__INSTRUCTIONS FOR THE TASK__
Repeat the whole listing below, word for word.
=== GIVEN DATA ===
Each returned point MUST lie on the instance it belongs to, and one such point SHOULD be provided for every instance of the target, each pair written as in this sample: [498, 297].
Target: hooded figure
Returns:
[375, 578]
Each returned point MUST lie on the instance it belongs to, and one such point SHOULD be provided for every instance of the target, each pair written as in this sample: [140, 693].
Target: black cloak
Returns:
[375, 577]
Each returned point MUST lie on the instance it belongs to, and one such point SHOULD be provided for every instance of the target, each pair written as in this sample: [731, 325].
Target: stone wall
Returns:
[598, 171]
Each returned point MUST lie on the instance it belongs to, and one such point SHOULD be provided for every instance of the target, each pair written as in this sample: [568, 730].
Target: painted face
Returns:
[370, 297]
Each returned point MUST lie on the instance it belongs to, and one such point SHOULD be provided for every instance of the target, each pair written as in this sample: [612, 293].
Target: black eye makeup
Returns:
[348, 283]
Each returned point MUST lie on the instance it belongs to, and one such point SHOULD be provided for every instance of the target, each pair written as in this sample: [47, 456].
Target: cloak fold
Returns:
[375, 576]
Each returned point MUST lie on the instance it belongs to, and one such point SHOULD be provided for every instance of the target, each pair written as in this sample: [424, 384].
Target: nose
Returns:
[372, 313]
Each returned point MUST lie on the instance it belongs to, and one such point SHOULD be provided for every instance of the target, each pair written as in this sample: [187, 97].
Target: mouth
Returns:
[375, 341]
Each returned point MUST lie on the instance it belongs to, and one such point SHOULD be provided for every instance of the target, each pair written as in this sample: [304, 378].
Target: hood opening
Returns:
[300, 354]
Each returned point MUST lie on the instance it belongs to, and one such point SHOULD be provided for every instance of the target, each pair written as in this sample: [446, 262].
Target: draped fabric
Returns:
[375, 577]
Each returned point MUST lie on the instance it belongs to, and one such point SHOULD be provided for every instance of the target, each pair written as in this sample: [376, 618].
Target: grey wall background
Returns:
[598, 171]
===
__CORRECT RESPONSE__
Each returned point MUST lie on the instance it belongs to, and one such point SHOULD be provided for every instance of the target, each pair written as in this sample: [498, 297].
Target: hooded figure
Returns:
[375, 578]
Each returned point MUST lie on the instance it belongs to, and one such point SHOULD be provided for every instance of the target, each pair written as in this sample: [140, 693].
Target: black cloak
Returns:
[375, 577]
Each returned point MUST lie on the instance it belongs to, and one such point SHOULD be provided for every instance of the target, each pair written as in this sample: [731, 325].
Target: stone wall
Returns:
[598, 171]
Each returned point MUST lie on the instance it belongs to, and one such point SHOULD be provided for every instance of the target, each pair written as in this sample: [568, 730].
Target: painted face
Returns:
[370, 297]
Each returned point MUST lie on the instance it belongs to, and one such point SHOULD be provided for every instance of the target, each pair written as in this sample: [612, 293].
Target: black eye makeup
Returns:
[348, 283]
Each returned point MUST lie on the instance it belongs to, and one such point SHOULD be provided for every instance of the target, each pair written as in this sample: [47, 456].
Target: cloak fold
Returns:
[375, 576]
Each returned point MUST lie on the instance it belongs to, and one such point SHOULD be provided for every instance of the target, each pair written as in this sample: [424, 384].
Target: nose
Returns:
[372, 313]
Each returned point MUST lie on the instance it belongs to, and one such point SHOULD be provided for every instance of the target, each pair written as in this sample: [187, 97].
Target: mouth
Returns:
[375, 341]
Each returned point MUST lie on the instance it belongs to, and one such point SHOULD be provided for every instance of the target, each pair written as in this sample: [304, 378].
Target: hood opening
Returns:
[300, 354]
Each returned point MUST lie on the instance it belongs to, and one such point SHOULD be provided for every instance of the target, each pair written as in this sample: [446, 262].
Target: draped fabric
Returns:
[375, 577]
Each returned point MUST lie on the instance it belongs to, and one such point SHOULD be provided for every instance of the target, each pair written as in this sample: [376, 618].
Target: grey wall background
Returns:
[598, 171]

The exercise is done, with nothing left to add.